Thanks to the OP for posting this great question. The figures are of great help in explaining this interesting aspect of friction related phenomena. In what follows, this answer provides a detailed analysis of the rolling without slipping phenomenon which underlies the physics addressed in the OP.
$$\underline{\textit{Qualitative analysis}}$$
It is easily observed that the contact force referred to as kinetic friction is applied by one surface on another in the direction opposite to that of the relative velocity of the latter surface.
Let us conduct the following static friction related thought experiments. These empirical thought-proofs show that this type of contact force is indeed, applied in the opposite direction of 'impending' relative velocity. Let $f$, $\mu_s$, $W$, $f\leq F$ and $\tau$ denote the relevant component of force of friction, relevant component of static friction coefficient, weight of the object and the externally applied force and torque on the body.
$\textit{Friction block thought experiment:}$ In the figure below, we know that in the static case, $f=F$ and that if $F=f\leq\mu_sW$, then the block has vanishing acceleration. Clearly, the 'impending' relative velocity of the block is in the direction of $F$ towards the right of the figure and the force of static friction is acted by the ground surface on the block surface in the opposite direction of this relative velocity.
$\textit{Rolling without slipping thought experiments:}$ In the case of the circular body rolling without slipping in the figures below, we know that the translational velocity (in the direction of $F$ or towards the right of the figure), $v$, of the center of the circle is given as $v=-\omega R$ due to the assumption of rolling without slipping, where $\omega$ is the non-vanishing $Y$ component of the rotational velocity (with the other components necessarily being vanishing due to the assumption of planar motion) and $R$ is the radius of the circle. Therefore, assuming that the center of the circle is also the center of mass (COM) of the body, we obtain the translational acceleration of the COM as $a = -\alpha R$, where $\alpha$ is the non-vanishing $Z$ component of the rotational acceleration (with the other components necessarily being vanishing due to the assumption of planar motion) of the body. Further, the analysis of the angular momentum implies that $\tau_\text{ext}=I\alpha$ where $\tau_\text{ext}$ is the externally applied torque on the body and $I$ is the moment of inertia about the axis passing through the center of the circle. Further, the rolling without slipping phenomenon implies that the relative velocity of the contact point of the circular body with respect to (w.r.t.) that of the ground surface is vanishing. In both situations depicted in the figure below, this assumption implies that $f=\mu_s W$.

» **Short exercise**:
Reproduce word for word everything in the friction answer above, from "Thanks to the" down to "addressed in the OP.".

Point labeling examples
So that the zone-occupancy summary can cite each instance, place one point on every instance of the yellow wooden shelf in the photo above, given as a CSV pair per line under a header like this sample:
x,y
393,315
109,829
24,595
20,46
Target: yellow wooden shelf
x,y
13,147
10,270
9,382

» **Answer to the problem**:
Thanks to the OP for posting this great question. The figures are of great help in explaining this interesting aspect of friction related phenomena. In what follows, this answer provides a detailed analysis of the rolling without slipping phenomenon which underlies the physics addressed in the OP.